** START OF RECORD SET **

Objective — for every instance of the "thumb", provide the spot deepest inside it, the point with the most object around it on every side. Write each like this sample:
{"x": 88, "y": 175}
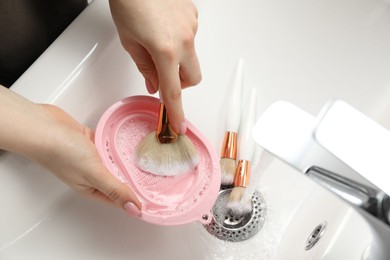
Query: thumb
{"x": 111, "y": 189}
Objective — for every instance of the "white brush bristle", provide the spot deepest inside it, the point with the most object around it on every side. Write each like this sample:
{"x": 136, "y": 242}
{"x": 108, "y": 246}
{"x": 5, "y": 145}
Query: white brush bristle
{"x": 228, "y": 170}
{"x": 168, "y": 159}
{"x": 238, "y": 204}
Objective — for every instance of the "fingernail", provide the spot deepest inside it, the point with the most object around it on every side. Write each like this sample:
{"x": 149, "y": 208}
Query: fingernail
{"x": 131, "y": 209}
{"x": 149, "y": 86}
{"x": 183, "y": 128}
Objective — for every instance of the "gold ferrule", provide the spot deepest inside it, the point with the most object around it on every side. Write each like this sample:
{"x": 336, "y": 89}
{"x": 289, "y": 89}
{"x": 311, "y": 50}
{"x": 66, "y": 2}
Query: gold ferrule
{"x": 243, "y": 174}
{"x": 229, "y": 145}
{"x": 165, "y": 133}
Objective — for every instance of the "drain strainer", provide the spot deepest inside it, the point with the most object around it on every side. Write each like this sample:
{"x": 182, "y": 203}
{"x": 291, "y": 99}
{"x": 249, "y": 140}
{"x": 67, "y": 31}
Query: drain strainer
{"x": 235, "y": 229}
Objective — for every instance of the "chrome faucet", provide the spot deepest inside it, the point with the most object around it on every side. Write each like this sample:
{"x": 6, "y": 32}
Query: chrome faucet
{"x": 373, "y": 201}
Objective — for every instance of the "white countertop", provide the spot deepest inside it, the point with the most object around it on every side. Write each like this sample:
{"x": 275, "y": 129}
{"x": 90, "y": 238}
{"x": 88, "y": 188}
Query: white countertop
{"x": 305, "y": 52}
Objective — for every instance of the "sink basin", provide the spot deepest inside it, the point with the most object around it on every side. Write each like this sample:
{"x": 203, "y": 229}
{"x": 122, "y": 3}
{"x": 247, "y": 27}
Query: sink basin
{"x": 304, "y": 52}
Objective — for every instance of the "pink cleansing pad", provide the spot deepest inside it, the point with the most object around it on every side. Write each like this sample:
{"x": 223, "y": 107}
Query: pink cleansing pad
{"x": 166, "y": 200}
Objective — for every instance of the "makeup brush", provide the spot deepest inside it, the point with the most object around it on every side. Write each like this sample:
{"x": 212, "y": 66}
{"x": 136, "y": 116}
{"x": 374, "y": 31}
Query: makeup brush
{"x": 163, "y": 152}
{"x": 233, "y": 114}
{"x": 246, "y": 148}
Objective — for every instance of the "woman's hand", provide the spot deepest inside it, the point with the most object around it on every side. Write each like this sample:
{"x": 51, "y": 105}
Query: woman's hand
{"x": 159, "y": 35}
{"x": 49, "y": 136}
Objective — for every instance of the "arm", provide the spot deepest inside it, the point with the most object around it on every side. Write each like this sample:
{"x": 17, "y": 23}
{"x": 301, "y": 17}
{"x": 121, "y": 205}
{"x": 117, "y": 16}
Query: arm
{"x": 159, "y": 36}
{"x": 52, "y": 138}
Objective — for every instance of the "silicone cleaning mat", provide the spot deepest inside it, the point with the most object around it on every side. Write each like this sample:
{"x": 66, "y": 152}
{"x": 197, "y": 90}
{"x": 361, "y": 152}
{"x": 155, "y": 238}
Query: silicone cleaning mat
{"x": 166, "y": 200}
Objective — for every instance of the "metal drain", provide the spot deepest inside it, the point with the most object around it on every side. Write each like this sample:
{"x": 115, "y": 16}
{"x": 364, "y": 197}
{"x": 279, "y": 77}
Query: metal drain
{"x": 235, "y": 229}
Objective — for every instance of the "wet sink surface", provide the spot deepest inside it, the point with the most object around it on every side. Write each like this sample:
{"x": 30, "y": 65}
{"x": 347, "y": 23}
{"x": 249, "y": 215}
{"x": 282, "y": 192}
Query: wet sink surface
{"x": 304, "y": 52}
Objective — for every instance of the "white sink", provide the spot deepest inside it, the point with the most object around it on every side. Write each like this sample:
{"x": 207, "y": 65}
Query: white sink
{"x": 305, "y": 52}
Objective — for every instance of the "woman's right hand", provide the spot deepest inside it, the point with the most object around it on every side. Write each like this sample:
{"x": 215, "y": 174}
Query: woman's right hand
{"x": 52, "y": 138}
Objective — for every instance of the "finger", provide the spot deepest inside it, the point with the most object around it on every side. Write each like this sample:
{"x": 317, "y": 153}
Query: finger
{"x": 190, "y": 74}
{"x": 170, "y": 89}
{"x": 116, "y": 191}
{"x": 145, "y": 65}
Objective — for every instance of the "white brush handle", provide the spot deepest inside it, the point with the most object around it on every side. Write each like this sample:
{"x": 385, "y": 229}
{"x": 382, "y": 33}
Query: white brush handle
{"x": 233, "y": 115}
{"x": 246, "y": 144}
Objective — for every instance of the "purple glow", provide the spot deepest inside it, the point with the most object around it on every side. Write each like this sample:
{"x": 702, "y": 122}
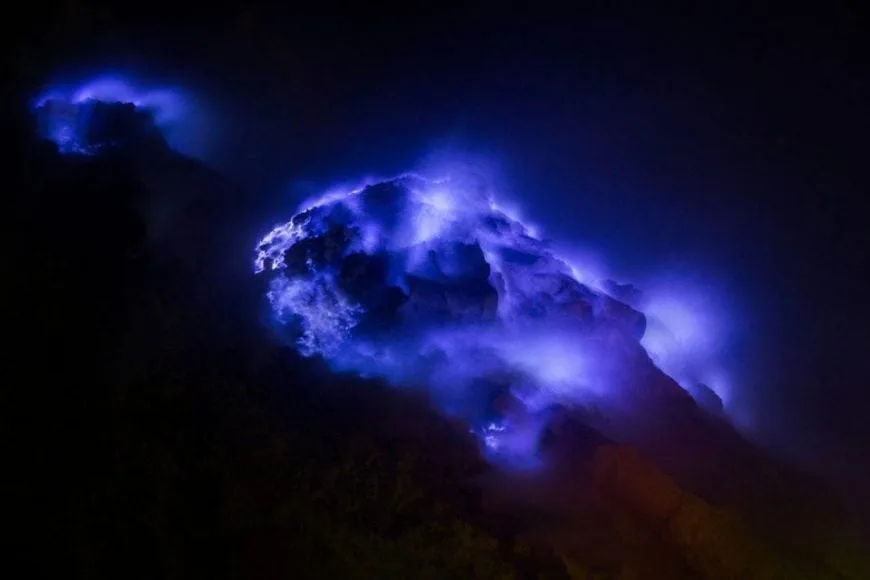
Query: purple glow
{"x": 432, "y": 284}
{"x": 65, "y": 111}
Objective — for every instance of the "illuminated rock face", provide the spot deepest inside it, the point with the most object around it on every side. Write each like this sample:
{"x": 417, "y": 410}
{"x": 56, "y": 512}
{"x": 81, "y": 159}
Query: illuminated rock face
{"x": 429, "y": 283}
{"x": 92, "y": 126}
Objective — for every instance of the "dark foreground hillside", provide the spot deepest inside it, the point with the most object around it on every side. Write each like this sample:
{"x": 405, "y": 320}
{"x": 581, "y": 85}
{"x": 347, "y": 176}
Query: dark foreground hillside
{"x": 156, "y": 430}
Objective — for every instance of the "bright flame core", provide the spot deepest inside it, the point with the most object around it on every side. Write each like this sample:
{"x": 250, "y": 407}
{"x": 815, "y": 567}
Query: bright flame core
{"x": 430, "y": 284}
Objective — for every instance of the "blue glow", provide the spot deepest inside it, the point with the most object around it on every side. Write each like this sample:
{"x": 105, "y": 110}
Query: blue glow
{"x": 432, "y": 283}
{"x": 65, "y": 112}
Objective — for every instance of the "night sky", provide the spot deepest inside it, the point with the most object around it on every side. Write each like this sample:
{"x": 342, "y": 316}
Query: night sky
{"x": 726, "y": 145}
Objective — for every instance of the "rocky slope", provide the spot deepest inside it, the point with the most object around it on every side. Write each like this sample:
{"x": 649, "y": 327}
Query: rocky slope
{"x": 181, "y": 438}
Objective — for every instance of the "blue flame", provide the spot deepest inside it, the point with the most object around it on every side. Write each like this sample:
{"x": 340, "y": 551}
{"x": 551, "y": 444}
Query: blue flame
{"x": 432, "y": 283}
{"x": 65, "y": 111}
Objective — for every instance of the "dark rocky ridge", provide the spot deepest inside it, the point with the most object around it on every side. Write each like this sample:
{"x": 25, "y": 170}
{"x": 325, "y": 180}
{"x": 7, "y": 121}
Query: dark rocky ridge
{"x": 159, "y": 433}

** END OF RECORD SET **
** START OF RECORD SET **

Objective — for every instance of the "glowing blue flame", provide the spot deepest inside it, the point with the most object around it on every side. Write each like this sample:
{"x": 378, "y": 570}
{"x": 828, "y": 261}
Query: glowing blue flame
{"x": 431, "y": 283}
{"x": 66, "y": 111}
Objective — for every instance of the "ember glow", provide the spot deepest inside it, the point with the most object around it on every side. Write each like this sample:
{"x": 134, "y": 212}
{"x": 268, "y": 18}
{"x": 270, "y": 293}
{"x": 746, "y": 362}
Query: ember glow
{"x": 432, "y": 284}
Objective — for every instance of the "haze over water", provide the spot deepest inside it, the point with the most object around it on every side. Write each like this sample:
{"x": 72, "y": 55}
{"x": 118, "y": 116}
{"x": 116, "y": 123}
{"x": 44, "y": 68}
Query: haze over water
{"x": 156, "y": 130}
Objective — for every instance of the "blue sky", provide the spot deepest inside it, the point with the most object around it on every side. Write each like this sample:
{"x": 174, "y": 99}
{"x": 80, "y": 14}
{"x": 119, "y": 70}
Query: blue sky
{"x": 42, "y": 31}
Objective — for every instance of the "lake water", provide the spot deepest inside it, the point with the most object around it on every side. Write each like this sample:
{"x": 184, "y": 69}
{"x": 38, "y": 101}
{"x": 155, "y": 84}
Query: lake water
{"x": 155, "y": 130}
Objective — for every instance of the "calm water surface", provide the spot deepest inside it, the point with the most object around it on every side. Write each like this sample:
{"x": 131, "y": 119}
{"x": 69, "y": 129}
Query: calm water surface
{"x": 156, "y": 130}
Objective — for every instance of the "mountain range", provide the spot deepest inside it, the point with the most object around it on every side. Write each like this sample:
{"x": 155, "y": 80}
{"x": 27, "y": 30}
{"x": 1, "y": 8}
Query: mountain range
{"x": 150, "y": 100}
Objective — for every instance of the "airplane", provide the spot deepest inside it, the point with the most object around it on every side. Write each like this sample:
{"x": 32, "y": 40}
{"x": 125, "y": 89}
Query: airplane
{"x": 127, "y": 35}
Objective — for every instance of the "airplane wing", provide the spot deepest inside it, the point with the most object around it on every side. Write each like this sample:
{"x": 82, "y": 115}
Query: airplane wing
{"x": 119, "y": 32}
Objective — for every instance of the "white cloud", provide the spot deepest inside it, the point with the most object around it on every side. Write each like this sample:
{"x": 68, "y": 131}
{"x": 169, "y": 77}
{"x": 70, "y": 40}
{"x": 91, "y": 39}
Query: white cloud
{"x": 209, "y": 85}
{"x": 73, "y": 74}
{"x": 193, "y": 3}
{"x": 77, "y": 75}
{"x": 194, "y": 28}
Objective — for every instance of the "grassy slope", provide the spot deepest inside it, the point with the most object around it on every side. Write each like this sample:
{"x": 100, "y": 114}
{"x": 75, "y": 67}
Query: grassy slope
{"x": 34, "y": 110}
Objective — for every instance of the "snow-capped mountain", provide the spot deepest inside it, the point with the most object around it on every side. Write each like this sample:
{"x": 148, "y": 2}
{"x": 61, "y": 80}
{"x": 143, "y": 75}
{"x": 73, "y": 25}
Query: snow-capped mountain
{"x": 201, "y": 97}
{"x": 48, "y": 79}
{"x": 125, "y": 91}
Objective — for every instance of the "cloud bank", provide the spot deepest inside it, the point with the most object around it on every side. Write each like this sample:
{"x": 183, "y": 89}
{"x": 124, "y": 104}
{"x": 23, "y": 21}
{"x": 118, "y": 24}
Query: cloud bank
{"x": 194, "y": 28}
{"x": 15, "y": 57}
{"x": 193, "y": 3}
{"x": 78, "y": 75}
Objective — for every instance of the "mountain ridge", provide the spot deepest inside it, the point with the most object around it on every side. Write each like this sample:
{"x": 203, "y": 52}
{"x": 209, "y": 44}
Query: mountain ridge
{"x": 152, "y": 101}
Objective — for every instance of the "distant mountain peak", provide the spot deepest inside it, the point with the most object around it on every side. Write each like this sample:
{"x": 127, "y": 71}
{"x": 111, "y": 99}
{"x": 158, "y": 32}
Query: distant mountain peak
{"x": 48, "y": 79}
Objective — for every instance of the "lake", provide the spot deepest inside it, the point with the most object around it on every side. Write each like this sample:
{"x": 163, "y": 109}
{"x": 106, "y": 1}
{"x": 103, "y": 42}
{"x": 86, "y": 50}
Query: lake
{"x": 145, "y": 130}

** END OF RECORD SET **
** START OF RECORD SET **

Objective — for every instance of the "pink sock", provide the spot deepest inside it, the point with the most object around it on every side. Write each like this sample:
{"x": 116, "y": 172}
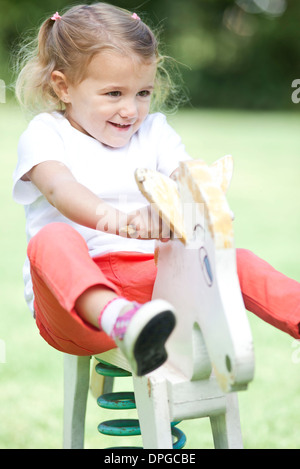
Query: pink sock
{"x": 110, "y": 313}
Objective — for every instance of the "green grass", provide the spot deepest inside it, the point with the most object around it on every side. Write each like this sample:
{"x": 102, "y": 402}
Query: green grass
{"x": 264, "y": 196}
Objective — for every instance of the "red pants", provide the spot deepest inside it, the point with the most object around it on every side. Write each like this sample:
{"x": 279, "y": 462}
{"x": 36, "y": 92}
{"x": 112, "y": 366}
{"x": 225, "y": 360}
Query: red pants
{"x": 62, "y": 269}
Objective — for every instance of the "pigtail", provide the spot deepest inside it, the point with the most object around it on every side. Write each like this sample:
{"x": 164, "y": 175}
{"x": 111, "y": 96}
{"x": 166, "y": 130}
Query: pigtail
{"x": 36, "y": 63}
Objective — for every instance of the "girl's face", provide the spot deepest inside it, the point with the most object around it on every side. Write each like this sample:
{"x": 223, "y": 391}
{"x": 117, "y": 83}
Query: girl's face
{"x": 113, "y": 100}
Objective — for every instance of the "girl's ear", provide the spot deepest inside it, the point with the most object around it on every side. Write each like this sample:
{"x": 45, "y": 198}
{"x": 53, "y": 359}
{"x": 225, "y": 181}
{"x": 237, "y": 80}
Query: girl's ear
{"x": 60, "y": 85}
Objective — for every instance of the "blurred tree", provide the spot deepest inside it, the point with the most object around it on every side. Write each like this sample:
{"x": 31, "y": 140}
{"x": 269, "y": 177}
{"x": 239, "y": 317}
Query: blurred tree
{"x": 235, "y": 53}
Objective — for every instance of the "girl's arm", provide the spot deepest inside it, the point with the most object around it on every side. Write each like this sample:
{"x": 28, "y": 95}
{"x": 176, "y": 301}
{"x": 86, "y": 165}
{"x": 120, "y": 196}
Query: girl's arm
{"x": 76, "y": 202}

** END OF RECORD SET **

--- THE EXERCISE ---
Copy out every line in the rows above that contains the string "haze", matching case exactly.

--- ANSWER TO THE PROBLEM ---
Objective — for every instance of the "haze over water", provide the spot deepest inside it, the point with the most object around it on every side. Write each like this sample:
Query: haze over water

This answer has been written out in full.